## Exercise inputs
§ §
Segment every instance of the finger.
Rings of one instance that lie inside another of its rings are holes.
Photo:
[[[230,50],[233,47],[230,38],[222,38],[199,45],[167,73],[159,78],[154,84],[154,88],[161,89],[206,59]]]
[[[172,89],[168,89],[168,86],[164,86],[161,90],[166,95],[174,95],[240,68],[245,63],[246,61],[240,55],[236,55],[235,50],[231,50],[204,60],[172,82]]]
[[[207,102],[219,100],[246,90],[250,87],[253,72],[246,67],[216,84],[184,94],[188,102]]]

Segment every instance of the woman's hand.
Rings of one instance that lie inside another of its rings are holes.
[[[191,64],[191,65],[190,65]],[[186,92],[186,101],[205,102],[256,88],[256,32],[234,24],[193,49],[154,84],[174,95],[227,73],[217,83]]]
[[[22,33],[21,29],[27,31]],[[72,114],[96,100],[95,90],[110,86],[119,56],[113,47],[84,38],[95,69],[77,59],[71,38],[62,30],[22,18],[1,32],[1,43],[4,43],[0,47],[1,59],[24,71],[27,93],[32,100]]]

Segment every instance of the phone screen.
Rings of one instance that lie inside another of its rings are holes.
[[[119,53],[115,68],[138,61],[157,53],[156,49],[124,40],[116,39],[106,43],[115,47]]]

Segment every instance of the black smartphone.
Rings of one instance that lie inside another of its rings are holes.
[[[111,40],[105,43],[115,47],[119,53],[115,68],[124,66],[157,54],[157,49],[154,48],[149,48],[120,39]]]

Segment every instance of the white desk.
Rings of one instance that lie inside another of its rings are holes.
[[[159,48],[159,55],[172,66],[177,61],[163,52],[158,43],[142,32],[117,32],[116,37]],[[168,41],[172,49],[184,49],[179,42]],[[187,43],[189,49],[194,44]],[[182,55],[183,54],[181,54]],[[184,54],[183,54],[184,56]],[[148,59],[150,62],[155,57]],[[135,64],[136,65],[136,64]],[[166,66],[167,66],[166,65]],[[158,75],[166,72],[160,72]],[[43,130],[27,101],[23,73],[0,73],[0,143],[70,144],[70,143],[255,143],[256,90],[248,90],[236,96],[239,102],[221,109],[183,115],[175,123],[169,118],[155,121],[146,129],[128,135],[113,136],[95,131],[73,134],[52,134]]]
§ §
## Task prompt
Render every line of the data above as a Markdown table with the columns Row and Line, numbering the rows in order and omitting blank lines.

## Reply
| Row | Line |
|---|---|
| 1 | Segment every instance of the finger. |
| 2 | Rings of one instance that lie inside another of its rings are holes. |
| 3 | Photo: |
| 4 | [[[230,50],[233,47],[230,38],[222,38],[199,45],[167,73],[159,78],[154,84],[154,88],[161,89],[206,59]]] |
| 5 | [[[172,89],[168,89],[168,86],[164,86],[161,90],[166,95],[174,95],[240,68],[245,63],[246,61],[240,55],[236,55],[235,50],[231,50],[204,60],[172,82]]] |
| 6 | [[[207,102],[219,100],[246,90],[250,87],[253,72],[246,67],[216,84],[184,94],[188,102]]] |
| 7 | Segment every instance of the woman's hand. |
| 8 | Rings of one instance that lie inside another of its rings are holes. |
| 9 | [[[191,64],[191,65],[190,65]],[[186,92],[186,101],[205,102],[256,88],[256,32],[234,24],[193,49],[154,84],[174,95],[227,73],[217,83]]] |
| 10 | [[[22,33],[21,29],[27,31]],[[72,114],[96,100],[95,90],[110,86],[119,56],[113,47],[84,38],[95,69],[77,59],[71,38],[62,30],[22,18],[1,32],[1,43],[4,43],[0,47],[1,59],[24,71],[27,93],[32,100]]] |
| 11 | Segment every instance of the phone screen. |
| 12 | Rings of one instance that lie inside another of its rings are holes. |
| 13 | [[[119,53],[115,68],[138,61],[157,53],[156,49],[124,40],[116,39],[106,43],[115,47]]] |
| 14 | Segment every instance of the black smartphone. |
| 15 | Rings of one instance that lie inside another of its rings are holes. |
| 16 | [[[111,40],[105,43],[115,47],[119,53],[115,68],[124,66],[157,54],[157,49],[154,48],[149,48],[120,39]]] |
| 17 | Segment every instance of the white desk. |
| 18 | Rings of one instance that lie inside another of its rings are holes. |
| 19 | [[[159,48],[159,55],[172,66],[177,61],[163,52],[158,43],[142,32],[117,32],[116,37]],[[168,41],[172,49],[184,49],[179,42]],[[187,43],[189,49],[194,44]],[[182,55],[183,54],[181,54]],[[184,54],[183,54],[184,56]],[[148,59],[150,62],[155,57]],[[135,64],[136,65],[136,64]],[[166,66],[167,66],[166,65]],[[158,75],[166,72],[160,72]],[[43,130],[27,101],[23,73],[0,73],[0,143],[70,144],[70,143],[255,143],[256,90],[248,90],[236,96],[239,102],[221,109],[183,115],[175,123],[169,118],[155,121],[146,129],[128,135],[113,136],[95,131],[73,134],[52,134]]] |